_What is expected_:
Check every line below for the word "water" and copy each one that has it.

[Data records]
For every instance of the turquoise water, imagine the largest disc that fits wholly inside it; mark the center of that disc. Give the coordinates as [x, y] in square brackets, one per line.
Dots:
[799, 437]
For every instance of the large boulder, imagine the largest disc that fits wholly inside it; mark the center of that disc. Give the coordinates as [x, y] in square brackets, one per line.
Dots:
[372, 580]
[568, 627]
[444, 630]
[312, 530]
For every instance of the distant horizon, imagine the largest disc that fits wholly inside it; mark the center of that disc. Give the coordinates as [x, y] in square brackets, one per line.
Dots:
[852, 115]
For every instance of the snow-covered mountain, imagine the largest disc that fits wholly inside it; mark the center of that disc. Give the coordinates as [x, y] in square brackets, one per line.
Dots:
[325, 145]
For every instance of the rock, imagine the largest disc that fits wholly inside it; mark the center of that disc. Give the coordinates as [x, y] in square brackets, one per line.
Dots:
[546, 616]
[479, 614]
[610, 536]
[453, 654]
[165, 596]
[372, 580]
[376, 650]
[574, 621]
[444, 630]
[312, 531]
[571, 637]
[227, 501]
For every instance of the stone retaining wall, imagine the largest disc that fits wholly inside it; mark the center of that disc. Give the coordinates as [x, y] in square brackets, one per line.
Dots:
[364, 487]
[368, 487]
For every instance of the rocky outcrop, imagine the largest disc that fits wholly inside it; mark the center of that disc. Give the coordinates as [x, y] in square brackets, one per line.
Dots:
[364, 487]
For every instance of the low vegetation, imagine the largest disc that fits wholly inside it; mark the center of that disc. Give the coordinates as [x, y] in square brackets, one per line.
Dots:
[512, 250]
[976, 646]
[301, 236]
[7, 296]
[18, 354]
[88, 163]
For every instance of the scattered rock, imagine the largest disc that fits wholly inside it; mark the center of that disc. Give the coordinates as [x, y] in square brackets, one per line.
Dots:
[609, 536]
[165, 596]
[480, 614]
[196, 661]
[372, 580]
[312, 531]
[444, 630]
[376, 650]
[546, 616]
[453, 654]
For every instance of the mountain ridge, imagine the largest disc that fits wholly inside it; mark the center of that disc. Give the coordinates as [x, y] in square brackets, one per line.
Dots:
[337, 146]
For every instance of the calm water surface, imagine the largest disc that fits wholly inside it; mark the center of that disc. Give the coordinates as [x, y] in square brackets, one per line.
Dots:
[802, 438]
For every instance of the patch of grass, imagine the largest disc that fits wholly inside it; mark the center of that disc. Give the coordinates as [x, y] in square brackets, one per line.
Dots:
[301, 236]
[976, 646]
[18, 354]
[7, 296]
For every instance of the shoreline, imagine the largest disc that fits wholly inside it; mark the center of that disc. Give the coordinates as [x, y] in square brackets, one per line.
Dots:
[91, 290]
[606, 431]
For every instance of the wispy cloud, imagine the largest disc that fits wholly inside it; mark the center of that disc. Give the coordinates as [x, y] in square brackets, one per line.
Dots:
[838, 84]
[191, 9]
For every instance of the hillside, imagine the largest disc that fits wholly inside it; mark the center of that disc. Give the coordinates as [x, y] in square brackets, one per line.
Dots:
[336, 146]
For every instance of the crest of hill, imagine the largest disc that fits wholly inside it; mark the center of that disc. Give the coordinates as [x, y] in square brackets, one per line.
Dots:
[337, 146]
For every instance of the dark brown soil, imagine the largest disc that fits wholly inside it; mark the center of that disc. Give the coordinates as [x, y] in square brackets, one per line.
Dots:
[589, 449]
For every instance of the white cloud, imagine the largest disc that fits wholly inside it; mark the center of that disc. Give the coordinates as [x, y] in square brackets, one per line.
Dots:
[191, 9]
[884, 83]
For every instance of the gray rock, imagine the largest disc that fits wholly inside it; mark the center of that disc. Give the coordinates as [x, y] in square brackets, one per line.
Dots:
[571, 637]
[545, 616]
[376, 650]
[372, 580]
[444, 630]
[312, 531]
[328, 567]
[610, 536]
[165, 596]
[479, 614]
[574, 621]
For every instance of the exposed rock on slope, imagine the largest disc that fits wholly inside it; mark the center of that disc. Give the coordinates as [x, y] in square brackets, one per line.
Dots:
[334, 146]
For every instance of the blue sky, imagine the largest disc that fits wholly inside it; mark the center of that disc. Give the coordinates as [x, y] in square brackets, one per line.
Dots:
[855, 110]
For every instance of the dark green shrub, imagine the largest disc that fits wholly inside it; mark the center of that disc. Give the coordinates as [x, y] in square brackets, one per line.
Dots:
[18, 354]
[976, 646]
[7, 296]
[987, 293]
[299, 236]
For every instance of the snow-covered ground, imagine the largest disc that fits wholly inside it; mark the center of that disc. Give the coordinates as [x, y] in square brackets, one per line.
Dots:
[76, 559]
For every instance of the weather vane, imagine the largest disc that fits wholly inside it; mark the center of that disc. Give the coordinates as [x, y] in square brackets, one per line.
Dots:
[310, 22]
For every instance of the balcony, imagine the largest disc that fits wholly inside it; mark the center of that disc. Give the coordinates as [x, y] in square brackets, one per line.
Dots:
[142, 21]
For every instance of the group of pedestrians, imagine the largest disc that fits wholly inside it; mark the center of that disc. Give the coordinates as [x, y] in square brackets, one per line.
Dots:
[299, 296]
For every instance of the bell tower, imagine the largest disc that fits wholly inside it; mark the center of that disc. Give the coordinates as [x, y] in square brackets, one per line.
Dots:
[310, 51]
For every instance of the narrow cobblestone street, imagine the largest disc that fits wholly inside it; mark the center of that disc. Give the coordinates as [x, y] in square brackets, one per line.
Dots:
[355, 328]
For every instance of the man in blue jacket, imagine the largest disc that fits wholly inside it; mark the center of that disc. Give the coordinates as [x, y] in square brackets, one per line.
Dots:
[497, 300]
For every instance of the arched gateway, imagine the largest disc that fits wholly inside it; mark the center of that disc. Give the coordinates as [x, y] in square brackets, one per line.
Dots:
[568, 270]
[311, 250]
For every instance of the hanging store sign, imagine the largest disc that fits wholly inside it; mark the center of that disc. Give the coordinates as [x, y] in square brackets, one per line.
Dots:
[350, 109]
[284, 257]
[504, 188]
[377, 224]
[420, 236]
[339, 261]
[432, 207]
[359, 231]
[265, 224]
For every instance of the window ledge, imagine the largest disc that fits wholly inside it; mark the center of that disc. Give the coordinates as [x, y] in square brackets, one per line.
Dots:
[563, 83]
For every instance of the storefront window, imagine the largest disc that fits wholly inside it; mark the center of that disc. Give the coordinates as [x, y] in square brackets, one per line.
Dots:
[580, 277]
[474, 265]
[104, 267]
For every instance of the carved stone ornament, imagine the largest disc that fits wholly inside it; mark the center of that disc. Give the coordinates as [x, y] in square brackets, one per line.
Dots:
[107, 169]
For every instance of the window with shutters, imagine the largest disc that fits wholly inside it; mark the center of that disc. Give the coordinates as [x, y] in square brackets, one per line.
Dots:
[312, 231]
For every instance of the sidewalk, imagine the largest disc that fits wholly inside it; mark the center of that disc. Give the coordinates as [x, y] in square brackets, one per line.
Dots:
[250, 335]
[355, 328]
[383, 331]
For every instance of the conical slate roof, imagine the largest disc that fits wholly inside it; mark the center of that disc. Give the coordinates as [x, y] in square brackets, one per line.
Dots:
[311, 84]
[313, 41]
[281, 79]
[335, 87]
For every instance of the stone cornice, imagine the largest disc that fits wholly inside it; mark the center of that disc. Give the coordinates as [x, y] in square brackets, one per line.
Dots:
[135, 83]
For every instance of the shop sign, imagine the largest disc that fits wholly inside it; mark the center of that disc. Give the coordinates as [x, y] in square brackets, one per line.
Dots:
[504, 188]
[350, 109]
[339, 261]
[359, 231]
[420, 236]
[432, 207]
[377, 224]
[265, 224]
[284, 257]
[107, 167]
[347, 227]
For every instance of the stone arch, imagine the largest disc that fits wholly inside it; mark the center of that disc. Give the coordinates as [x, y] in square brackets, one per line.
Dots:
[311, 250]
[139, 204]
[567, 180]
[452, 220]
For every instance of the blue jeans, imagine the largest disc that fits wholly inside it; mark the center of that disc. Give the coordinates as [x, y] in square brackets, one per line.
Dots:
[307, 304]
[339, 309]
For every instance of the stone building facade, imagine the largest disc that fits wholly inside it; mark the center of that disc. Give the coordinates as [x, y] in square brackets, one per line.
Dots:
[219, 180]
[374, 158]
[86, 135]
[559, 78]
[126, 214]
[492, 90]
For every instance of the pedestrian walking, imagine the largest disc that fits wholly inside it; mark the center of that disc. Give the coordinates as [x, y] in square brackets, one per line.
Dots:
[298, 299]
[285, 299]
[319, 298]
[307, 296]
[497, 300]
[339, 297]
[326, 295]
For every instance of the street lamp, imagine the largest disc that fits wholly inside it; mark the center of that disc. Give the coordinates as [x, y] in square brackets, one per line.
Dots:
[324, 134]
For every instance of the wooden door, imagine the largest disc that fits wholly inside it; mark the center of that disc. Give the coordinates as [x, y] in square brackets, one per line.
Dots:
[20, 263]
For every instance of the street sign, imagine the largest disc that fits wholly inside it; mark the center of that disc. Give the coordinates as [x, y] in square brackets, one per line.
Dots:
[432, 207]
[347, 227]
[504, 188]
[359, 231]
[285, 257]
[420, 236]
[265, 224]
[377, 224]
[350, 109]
--
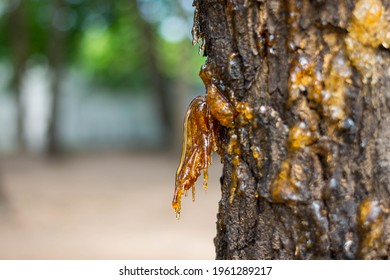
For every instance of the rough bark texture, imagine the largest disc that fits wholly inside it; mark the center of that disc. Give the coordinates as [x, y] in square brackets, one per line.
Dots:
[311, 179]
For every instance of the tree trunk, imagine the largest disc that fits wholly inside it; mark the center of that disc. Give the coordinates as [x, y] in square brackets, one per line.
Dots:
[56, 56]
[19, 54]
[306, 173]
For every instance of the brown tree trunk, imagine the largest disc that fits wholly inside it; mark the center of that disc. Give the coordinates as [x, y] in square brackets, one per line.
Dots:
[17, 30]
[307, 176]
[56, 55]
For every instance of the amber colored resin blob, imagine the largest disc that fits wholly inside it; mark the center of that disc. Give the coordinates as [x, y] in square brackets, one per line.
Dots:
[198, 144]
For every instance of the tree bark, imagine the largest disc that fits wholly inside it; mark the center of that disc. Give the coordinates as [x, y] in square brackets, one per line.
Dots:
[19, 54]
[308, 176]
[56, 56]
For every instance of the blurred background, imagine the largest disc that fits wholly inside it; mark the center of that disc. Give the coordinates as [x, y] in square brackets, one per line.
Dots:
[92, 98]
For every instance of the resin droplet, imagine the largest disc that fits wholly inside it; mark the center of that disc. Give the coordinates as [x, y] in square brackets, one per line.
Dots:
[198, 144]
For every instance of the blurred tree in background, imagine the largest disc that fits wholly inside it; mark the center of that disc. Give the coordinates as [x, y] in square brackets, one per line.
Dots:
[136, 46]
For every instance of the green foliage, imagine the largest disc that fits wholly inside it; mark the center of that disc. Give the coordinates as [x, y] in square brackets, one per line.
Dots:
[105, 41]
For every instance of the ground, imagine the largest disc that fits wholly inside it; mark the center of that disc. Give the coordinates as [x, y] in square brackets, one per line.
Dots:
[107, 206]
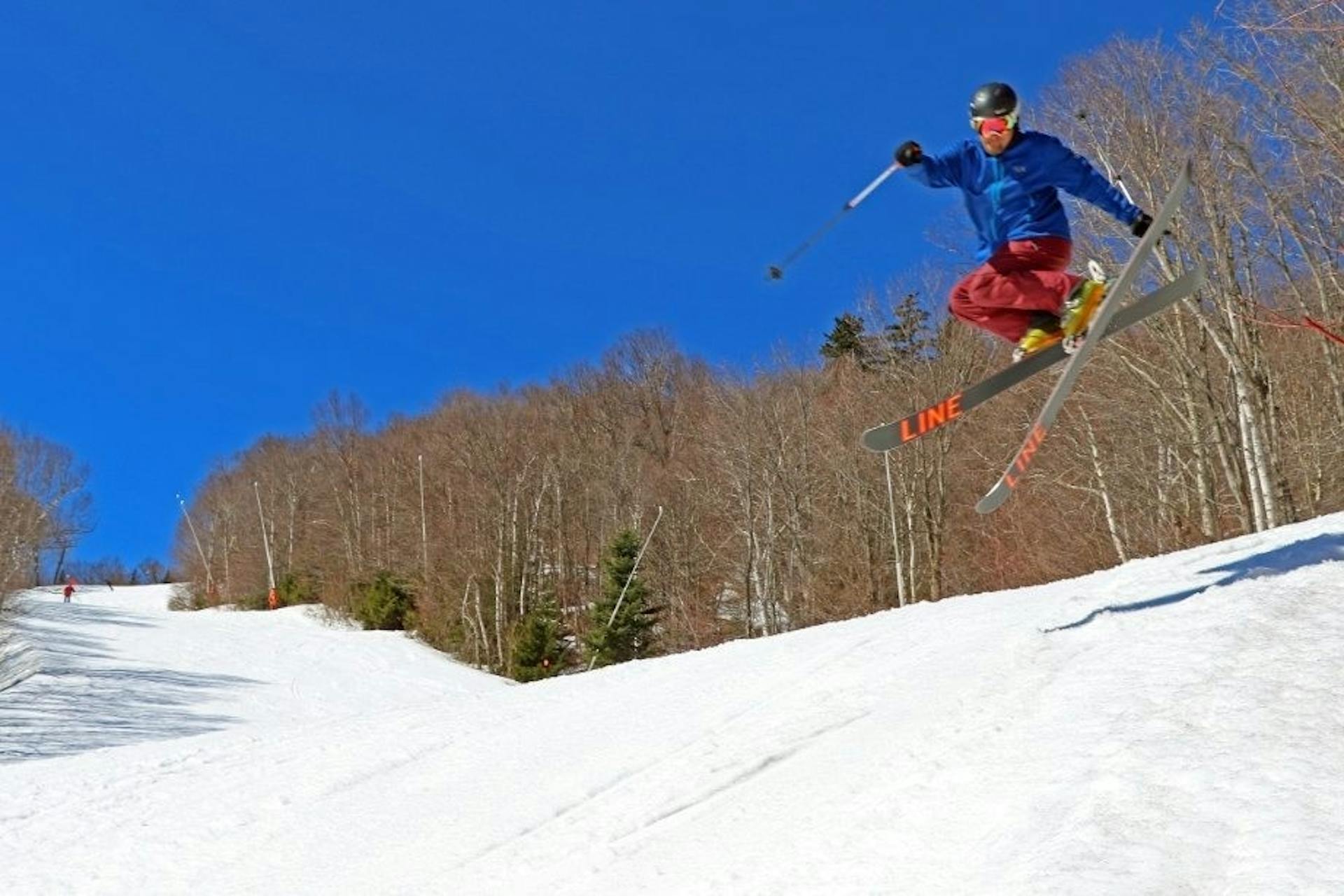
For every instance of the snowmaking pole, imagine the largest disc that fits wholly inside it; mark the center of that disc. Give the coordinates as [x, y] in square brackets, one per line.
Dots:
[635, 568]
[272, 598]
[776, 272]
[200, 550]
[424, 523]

_Written solution_:
For every instance of the turquoise water, imagine the largest disc that fits wholly inside it; mark the center of that disc. Give the coordinates as [x, y] in square brackets, one per line.
For every instance of the calm water surface, imagine the largest disc that fits wholly inside it; mark the center of that disc. Give the coordinates as [x, y] in square brackets, one per line.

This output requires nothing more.